Lines of data:
◇ ◇ ◇ ◇ ◇
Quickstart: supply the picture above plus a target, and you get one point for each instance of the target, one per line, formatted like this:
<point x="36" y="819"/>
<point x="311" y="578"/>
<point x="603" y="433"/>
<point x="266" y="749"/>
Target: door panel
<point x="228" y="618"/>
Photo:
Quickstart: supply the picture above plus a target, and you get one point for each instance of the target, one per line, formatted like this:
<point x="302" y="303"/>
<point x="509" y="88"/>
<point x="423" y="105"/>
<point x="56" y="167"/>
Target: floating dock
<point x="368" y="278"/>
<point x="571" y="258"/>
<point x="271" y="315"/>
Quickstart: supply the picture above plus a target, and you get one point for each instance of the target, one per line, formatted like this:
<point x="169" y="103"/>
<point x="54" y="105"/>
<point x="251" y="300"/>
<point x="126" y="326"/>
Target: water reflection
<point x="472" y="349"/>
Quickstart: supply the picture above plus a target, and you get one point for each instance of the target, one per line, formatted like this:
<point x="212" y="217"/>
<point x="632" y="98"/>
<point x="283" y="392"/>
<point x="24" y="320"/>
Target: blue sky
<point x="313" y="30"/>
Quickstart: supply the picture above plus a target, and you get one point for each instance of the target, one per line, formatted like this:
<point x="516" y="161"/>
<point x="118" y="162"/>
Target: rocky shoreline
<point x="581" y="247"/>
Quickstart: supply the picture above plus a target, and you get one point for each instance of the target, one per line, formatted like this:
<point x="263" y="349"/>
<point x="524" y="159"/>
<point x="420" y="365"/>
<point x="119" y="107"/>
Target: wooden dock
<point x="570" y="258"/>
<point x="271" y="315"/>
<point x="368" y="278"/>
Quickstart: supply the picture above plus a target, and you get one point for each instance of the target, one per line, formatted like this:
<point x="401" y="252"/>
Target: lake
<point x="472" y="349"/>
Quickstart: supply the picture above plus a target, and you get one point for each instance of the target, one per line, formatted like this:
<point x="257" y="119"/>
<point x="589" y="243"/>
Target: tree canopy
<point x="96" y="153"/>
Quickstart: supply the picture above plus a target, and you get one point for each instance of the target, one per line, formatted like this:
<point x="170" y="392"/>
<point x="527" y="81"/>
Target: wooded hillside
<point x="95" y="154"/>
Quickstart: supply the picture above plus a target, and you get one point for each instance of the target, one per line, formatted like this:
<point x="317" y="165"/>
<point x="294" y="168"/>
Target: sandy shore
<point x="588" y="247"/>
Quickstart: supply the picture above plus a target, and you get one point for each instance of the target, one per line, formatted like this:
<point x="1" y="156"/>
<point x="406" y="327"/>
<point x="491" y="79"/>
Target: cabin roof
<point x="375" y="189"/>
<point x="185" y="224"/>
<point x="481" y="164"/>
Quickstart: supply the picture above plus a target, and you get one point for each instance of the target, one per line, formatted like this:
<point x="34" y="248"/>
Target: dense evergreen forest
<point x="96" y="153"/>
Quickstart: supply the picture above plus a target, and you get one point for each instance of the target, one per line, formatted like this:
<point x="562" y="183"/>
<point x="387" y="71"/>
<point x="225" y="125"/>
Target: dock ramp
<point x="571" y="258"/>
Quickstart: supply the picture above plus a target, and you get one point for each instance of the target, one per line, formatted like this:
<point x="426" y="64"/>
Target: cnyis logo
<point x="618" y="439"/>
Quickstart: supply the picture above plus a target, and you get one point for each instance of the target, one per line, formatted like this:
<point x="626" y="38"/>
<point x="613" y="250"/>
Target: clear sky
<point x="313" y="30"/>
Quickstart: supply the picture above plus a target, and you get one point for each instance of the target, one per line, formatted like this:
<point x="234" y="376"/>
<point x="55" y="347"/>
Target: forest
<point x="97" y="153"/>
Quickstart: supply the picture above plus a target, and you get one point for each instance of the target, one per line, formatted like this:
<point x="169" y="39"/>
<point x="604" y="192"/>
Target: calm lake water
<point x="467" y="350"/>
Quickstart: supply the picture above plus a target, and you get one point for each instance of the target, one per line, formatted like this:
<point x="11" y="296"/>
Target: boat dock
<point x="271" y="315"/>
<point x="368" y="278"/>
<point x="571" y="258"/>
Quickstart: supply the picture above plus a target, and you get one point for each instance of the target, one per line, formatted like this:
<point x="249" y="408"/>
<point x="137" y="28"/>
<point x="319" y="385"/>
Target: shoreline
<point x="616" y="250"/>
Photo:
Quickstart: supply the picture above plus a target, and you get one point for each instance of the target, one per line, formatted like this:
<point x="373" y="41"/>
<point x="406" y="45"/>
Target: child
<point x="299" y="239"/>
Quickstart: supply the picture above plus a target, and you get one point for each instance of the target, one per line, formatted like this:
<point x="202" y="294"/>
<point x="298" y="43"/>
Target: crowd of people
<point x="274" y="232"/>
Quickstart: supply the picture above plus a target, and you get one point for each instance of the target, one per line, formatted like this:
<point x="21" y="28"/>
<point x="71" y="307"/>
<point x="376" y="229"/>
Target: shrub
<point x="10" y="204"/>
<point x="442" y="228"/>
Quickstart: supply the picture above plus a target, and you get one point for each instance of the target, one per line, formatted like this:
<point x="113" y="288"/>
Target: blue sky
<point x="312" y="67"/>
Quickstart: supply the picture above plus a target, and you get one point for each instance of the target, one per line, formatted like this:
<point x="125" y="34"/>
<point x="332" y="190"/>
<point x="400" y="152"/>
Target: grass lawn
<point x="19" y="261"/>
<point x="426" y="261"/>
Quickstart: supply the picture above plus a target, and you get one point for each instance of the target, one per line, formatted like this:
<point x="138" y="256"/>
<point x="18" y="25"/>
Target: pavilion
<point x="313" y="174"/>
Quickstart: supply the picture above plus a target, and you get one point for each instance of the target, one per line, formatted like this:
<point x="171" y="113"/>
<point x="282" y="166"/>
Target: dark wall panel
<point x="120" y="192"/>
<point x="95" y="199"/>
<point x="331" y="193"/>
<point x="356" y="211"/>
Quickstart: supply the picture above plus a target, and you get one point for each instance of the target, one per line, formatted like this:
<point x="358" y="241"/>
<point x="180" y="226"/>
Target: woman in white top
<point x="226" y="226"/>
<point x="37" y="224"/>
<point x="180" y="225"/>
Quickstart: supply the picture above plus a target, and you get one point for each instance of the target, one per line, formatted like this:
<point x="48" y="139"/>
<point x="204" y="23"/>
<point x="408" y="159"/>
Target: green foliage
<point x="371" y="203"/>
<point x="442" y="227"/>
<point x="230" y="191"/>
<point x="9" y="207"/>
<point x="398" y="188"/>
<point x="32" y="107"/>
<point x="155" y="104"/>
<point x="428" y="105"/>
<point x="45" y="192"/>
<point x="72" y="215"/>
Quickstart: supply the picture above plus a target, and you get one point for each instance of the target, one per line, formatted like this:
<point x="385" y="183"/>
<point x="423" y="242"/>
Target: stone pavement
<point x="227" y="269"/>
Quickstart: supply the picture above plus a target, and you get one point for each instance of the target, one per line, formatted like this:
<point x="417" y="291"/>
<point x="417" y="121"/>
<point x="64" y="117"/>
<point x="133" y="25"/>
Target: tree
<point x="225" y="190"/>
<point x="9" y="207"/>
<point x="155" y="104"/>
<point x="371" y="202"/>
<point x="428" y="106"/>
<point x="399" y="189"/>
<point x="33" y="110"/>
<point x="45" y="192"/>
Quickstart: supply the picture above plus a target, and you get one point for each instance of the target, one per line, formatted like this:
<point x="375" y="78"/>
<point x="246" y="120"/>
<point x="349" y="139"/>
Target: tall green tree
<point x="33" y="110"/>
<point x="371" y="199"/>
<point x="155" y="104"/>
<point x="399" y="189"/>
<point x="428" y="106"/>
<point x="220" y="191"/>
◇ ◇ ◇ ◇ ◇
Nothing should be left out: repeat all of the data exactly.

Quickstart: supply the picture above plus a target, and you get one point for each instance of the target, one per line, formatted like this:
<point x="36" y="819"/>
<point x="311" y="578"/>
<point x="603" y="433"/>
<point x="266" y="749"/>
Target: door panel
<point x="228" y="618"/>
Photo:
Quickstart: supply the picture above plus a target, and you get one point for each instance of the target, one per line, formatted like this:
<point x="302" y="303"/>
<point x="509" y="88"/>
<point x="423" y="105"/>
<point x="56" y="167"/>
Target: floating dock
<point x="368" y="278"/>
<point x="571" y="258"/>
<point x="271" y="315"/>
Quickstart: supply the picture above plus a target, and you get one point for each instance of the target, one per line, formatted like this:
<point x="169" y="103"/>
<point x="54" y="105"/>
<point x="251" y="300"/>
<point x="126" y="326"/>
Target: water reflection
<point x="472" y="349"/>
Quickstart: supply the picture above plus a target, and you get one point for each instance of the target, one per line, formatted like this:
<point x="212" y="217"/>
<point x="632" y="98"/>
<point x="283" y="392"/>
<point x="24" y="320"/>
Target: blue sky
<point x="313" y="30"/>
Quickstart: supply the picture above plus a target, and you get one point for each instance of the target, one per line, formatted like this:
<point x="516" y="161"/>
<point x="118" y="162"/>
Target: rocky shoreline
<point x="581" y="247"/>
Quickstart: supply the picture above plus a target, and you get one point for each instance of the target, one per line, formatted like this:
<point x="263" y="349"/>
<point x="524" y="159"/>
<point x="420" y="365"/>
<point x="119" y="107"/>
Target: wooden dock
<point x="570" y="258"/>
<point x="271" y="315"/>
<point x="368" y="278"/>
Quickstart: supply the picture above plus a target, and you get one point for each instance of the target, one per line, formatted like this:
<point x="401" y="252"/>
Target: lake
<point x="472" y="349"/>
Quickstart: supply the picture above plus a target, and you get one point for each instance of the target, one per line, formatted like this:
<point x="257" y="119"/>
<point x="589" y="243"/>
Target: tree canopy
<point x="96" y="153"/>
Quickstart: supply the picture above plus a target, and you get one point for each instance of the target, one per line, formatted like this:
<point x="170" y="392"/>
<point x="527" y="81"/>
Target: wooded hillside
<point x="95" y="154"/>
Quickstart: supply the picture above plus a target, and you get one point for each instance of the target, one per line, formatted like this:
<point x="317" y="165"/>
<point x="294" y="168"/>
Target: sandy shore
<point x="588" y="247"/>
Quickstart: supply the picture above plus a target, and you get one point for each instance of the target, one per line, formatted like this:
<point x="1" y="156"/>
<point x="406" y="327"/>
<point x="491" y="79"/>
Target: cabin roof
<point x="375" y="189"/>
<point x="185" y="224"/>
<point x="481" y="164"/>
Quickstart: supply the picture above plus a target, and you get one point for each instance of the target, one per line, formatted like this:
<point x="34" y="248"/>
Target: dense evergreen forest
<point x="96" y="153"/>
Quickstart: supply the picture above plus a target, and you get one point for each instance of the target, one per line, formatted like this:
<point x="562" y="183"/>
<point x="387" y="71"/>
<point x="225" y="125"/>
Target: dock ramp
<point x="571" y="258"/>
Quickstart: supply the picture above plus a target, and you get one point for each instance of the target, one per line, formatted like this:
<point x="426" y="64"/>
Target: cnyis logo
<point x="618" y="439"/>
Quickstart: supply the picture above plus a target, and you get one point for each instance of the target, one per line, formatted like this:
<point x="626" y="38"/>
<point x="613" y="250"/>
Target: clear sky
<point x="313" y="30"/>
Quickstart: supply the picture above plus a target, and you get one point for each instance of the target, one per line, formatted like this:
<point x="234" y="376"/>
<point x="55" y="347"/>
Target: forest
<point x="97" y="153"/>
Quickstart: supply the picture above plus a target, and you get one point for each instance of the target, one per line, formatted like this:
<point x="169" y="39"/>
<point x="604" y="192"/>
Target: calm lake water
<point x="467" y="350"/>
Quickstart: supply the picture above plus a target, and you get one point for each instance of the target, one per line, formatted like this:
<point x="11" y="296"/>
Target: boat dock
<point x="271" y="315"/>
<point x="368" y="278"/>
<point x="571" y="258"/>
Quickstart: supply the picture above plus a target, and you get one point for each instance of the target, one per line, formatted like this:
<point x="249" y="408"/>
<point x="137" y="28"/>
<point x="319" y="385"/>
Target: shoreline
<point x="616" y="250"/>
Photo:
Quickstart: supply the picture above plus a target, and you get one point for each instance of the target, one per line, formatted like this:
<point x="373" y="41"/>
<point x="406" y="45"/>
Target: child
<point x="299" y="239"/>
Quickstart: supply the picture above plus a target, and you get one point for each instance of the target, one per line, formatted like this:
<point x="202" y="294"/>
<point x="298" y="43"/>
Target: crowd of people
<point x="274" y="232"/>
Quickstart: supply the picture above plus a target, and you get one point for each instance of the target, one per line, formatted like this:
<point x="21" y="28"/>
<point x="71" y="307"/>
<point x="376" y="229"/>
Target: shrub
<point x="10" y="204"/>
<point x="442" y="228"/>
Quickstart: supply the picture above plus a target, and you get one point for each instance of the target, one per line, formatted like this:
<point x="113" y="288"/>
Target: blue sky
<point x="312" y="67"/>
Quickstart: supply the picture above plus a target, and you get one point for each instance of the target, one per line, formatted like this:
<point x="125" y="34"/>
<point x="332" y="190"/>
<point x="400" y="152"/>
Target: grass lawn
<point x="19" y="261"/>
<point x="426" y="261"/>
Quickstart: supply the picture above plus a target, and you get one point for each instance of the target, one per line, formatted like this:
<point x="138" y="256"/>
<point x="18" y="25"/>
Target: pavilion
<point x="313" y="174"/>
Quickstart: supply the picture above plus a target, and you get one point for each instance of the target, one per line, formatted like this:
<point x="171" y="113"/>
<point x="282" y="166"/>
Target: dark wall panel
<point x="120" y="192"/>
<point x="95" y="199"/>
<point x="331" y="193"/>
<point x="356" y="211"/>
Quickstart: supply the picture above plus a target, and you get one point for each instance of the target, one per line, formatted like this:
<point x="358" y="241"/>
<point x="180" y="226"/>
Target: woman in white top
<point x="226" y="226"/>
<point x="37" y="224"/>
<point x="180" y="225"/>
Quickstart: supply the picture above plus a target, and you get one point for each instance of the target, one per line, formatted like this:
<point x="48" y="139"/>
<point x="204" y="23"/>
<point x="408" y="159"/>
Target: green foliage
<point x="371" y="203"/>
<point x="442" y="227"/>
<point x="230" y="191"/>
<point x="9" y="207"/>
<point x="398" y="188"/>
<point x="32" y="107"/>
<point x="155" y="104"/>
<point x="428" y="105"/>
<point x="45" y="192"/>
<point x="72" y="215"/>
Quickstart: supply the picture above plus a target, and you get one point for each instance of the target, one per line, formatted like this:
<point x="385" y="183"/>
<point x="423" y="242"/>
Target: stone pavement
<point x="227" y="269"/>
Quickstart: supply the picture above plus a target, and you get one point for each instance of the target, one per line, formatted like this:
<point x="417" y="291"/>
<point x="417" y="121"/>
<point x="64" y="117"/>
<point x="133" y="25"/>
Target: tree
<point x="225" y="190"/>
<point x="9" y="207"/>
<point x="155" y="104"/>
<point x="371" y="202"/>
<point x="428" y="106"/>
<point x="399" y="189"/>
<point x="33" y="110"/>
<point x="45" y="192"/>
Quickstart: supply the picture above plus a target, and you get one point for each instance of the target, one per line, formatted like this:
<point x="375" y="78"/>
<point x="246" y="120"/>
<point x="349" y="139"/>
Target: tall green tree
<point x="33" y="110"/>
<point x="371" y="199"/>
<point x="155" y="104"/>
<point x="399" y="189"/>
<point x="428" y="106"/>
<point x="220" y="191"/>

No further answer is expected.